*Your objective*. Each line of the material that mentions the word "standing" is to be copied.

+---+

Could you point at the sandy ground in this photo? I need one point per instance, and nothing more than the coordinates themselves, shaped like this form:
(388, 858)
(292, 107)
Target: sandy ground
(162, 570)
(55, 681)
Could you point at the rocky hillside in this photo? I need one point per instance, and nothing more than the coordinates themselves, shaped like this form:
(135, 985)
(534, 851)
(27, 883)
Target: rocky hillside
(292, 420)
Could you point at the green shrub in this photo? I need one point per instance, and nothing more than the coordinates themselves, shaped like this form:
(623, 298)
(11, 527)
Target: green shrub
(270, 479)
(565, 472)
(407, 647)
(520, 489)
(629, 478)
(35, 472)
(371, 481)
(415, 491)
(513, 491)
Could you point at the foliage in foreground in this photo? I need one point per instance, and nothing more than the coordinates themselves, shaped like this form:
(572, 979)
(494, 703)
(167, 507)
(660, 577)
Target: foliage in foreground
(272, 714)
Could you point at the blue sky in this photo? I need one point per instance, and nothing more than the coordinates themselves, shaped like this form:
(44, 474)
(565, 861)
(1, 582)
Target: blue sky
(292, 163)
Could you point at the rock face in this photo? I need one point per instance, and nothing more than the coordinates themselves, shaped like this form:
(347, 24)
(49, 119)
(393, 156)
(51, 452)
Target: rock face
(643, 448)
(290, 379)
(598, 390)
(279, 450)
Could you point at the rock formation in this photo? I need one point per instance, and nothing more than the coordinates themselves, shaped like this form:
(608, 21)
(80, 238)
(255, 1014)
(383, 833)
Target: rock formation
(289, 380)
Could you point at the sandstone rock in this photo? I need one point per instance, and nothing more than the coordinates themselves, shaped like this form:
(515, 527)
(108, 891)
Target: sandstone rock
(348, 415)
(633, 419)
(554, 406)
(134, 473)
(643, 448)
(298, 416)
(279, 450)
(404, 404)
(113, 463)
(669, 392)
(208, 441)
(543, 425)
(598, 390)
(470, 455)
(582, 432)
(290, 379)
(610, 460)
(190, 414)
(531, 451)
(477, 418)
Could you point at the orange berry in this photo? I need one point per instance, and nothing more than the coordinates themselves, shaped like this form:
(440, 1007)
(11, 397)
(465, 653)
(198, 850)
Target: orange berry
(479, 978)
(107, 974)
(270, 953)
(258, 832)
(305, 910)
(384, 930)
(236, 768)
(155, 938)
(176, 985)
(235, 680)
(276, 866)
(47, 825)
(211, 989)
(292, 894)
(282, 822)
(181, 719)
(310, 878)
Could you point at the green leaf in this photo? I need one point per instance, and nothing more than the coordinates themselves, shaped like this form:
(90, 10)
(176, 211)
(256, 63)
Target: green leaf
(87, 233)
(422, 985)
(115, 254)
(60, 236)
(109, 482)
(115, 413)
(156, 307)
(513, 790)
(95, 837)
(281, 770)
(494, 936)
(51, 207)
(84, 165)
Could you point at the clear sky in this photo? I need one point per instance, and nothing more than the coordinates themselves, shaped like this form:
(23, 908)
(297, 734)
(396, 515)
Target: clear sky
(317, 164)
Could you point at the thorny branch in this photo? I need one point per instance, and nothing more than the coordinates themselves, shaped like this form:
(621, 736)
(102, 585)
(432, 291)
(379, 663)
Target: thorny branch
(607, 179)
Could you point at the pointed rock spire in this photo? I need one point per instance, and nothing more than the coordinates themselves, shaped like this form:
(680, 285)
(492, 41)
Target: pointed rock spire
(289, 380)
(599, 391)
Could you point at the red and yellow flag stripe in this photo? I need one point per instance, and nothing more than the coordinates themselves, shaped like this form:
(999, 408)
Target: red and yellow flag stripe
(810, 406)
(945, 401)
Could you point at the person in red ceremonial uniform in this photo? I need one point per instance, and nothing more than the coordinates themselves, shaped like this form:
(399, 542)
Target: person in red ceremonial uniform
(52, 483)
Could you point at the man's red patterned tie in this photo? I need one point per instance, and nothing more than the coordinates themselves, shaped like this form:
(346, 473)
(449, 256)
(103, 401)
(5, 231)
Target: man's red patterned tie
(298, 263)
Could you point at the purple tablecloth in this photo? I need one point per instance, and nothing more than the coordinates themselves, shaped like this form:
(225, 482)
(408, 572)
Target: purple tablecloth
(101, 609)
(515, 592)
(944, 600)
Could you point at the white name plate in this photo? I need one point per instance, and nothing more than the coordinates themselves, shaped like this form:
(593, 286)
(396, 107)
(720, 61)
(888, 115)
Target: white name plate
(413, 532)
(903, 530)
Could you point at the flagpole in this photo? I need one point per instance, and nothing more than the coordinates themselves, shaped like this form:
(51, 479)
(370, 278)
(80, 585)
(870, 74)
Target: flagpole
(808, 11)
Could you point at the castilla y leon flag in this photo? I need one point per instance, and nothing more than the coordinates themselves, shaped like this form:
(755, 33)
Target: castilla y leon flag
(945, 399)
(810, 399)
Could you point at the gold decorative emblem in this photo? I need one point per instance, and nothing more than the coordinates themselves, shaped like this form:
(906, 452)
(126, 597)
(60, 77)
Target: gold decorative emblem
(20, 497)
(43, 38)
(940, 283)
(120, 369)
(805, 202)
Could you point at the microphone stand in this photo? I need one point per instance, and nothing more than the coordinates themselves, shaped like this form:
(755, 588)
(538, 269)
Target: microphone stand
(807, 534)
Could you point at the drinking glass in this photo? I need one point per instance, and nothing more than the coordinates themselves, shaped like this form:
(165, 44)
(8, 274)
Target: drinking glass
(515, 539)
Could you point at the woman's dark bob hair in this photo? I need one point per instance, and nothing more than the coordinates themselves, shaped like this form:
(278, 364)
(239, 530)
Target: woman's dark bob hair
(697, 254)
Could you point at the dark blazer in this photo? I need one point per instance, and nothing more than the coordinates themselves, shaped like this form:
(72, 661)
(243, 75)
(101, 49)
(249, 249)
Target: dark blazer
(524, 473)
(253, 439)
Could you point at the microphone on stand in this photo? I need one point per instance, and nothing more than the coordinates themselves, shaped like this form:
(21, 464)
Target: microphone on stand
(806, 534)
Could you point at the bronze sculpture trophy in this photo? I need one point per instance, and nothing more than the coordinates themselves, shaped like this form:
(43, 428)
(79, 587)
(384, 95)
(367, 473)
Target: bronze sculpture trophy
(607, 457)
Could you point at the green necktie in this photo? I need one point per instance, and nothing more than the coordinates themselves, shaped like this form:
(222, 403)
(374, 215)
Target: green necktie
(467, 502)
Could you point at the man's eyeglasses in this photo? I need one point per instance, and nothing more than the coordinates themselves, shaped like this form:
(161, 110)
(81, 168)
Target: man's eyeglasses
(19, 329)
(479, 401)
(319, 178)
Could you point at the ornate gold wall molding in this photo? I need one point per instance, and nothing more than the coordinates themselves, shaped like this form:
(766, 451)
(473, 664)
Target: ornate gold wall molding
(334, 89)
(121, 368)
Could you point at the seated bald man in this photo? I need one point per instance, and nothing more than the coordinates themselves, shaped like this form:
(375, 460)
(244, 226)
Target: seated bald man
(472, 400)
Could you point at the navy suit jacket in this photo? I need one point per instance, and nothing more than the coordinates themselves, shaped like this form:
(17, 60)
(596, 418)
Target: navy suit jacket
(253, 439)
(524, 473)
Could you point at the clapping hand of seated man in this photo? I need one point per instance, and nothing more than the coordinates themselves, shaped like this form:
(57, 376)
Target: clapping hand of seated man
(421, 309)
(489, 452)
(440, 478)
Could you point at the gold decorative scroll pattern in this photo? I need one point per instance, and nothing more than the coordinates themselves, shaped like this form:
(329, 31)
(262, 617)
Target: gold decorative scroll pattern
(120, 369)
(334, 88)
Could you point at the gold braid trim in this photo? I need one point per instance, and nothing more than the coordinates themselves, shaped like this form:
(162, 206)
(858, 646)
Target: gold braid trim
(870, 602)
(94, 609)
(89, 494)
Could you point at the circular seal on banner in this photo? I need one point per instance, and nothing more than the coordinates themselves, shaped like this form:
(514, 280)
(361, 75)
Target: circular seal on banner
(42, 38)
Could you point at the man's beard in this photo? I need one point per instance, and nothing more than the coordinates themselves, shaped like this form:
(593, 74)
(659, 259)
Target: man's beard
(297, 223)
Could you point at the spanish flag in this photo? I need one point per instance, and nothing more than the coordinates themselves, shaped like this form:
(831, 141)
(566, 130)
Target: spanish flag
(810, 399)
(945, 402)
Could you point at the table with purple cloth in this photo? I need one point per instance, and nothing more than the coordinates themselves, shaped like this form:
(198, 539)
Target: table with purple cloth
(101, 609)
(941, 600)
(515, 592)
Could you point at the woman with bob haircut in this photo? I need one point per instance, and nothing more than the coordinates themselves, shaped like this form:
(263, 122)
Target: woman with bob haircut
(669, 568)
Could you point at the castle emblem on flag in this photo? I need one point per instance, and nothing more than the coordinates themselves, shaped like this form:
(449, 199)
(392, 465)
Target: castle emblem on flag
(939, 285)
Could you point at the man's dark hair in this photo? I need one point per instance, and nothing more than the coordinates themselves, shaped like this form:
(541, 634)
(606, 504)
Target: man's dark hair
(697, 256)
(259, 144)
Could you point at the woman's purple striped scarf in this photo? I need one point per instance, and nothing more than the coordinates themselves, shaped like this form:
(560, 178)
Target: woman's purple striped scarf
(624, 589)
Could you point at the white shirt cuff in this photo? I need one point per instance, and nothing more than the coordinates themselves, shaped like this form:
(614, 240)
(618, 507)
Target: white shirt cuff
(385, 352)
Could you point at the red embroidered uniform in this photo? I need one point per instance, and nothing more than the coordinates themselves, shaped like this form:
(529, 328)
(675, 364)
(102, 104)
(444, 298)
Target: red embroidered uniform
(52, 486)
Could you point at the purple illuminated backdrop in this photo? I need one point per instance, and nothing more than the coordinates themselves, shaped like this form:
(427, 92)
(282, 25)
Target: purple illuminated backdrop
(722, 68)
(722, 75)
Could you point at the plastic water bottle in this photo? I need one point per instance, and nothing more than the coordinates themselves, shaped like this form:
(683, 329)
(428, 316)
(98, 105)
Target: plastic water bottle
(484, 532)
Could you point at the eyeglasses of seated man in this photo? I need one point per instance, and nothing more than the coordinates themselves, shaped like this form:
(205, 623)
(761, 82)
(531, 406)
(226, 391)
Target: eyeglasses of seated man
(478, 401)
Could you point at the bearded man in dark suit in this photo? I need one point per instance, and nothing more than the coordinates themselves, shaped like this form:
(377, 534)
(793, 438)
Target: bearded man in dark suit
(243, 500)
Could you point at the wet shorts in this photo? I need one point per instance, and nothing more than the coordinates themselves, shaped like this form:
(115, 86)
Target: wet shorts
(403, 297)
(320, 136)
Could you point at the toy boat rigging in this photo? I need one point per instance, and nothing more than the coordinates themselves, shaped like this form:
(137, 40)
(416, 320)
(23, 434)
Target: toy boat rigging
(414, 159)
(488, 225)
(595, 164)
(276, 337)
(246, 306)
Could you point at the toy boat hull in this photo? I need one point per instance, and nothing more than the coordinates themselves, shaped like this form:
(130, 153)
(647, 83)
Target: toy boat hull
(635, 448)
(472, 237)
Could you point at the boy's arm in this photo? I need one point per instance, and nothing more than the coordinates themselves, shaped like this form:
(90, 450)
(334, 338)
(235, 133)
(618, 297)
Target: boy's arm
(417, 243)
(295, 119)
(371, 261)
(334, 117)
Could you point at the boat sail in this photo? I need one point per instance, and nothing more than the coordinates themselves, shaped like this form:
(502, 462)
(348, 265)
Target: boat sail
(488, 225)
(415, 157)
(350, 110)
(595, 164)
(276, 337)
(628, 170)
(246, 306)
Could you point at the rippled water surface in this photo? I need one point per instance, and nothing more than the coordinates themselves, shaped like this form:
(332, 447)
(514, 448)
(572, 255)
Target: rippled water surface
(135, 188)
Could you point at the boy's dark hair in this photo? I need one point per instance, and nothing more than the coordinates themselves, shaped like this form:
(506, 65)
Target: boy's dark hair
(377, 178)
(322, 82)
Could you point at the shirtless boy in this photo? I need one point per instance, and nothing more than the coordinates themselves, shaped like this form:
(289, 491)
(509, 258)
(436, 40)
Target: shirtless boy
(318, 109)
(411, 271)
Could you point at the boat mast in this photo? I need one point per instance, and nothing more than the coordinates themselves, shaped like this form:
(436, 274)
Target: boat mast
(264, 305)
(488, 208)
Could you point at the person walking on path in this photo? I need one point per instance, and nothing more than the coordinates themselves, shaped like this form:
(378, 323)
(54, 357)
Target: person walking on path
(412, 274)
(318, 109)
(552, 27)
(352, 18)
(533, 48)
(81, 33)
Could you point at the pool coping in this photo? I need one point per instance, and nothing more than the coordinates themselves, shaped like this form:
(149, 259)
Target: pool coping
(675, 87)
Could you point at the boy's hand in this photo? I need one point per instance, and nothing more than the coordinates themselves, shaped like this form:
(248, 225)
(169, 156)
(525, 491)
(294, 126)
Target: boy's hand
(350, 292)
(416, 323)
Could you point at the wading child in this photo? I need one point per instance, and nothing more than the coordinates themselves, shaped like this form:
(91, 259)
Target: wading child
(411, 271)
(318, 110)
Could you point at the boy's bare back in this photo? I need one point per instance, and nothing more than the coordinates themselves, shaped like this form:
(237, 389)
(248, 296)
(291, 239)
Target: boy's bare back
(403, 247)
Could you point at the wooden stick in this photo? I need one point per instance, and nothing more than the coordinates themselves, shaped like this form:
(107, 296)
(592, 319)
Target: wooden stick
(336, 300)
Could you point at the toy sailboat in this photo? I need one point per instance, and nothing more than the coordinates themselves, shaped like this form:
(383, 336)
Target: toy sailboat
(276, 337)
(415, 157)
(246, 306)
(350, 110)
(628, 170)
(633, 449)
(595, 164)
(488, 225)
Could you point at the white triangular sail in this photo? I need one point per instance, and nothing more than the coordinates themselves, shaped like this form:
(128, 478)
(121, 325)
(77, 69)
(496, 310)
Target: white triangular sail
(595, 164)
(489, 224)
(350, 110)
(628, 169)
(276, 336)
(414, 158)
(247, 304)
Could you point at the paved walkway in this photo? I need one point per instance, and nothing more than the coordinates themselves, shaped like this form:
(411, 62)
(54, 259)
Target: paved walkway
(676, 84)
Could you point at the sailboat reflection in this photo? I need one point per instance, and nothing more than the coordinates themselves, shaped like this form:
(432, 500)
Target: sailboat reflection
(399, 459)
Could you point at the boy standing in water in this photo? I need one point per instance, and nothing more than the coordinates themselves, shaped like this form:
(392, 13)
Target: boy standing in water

+---+

*Response to the exercise*.
Could you point at the boy standing in water in this photo? I need one point per instance, and nothing more than the coordinates themselves, shaped like this form:
Target: boy standing in water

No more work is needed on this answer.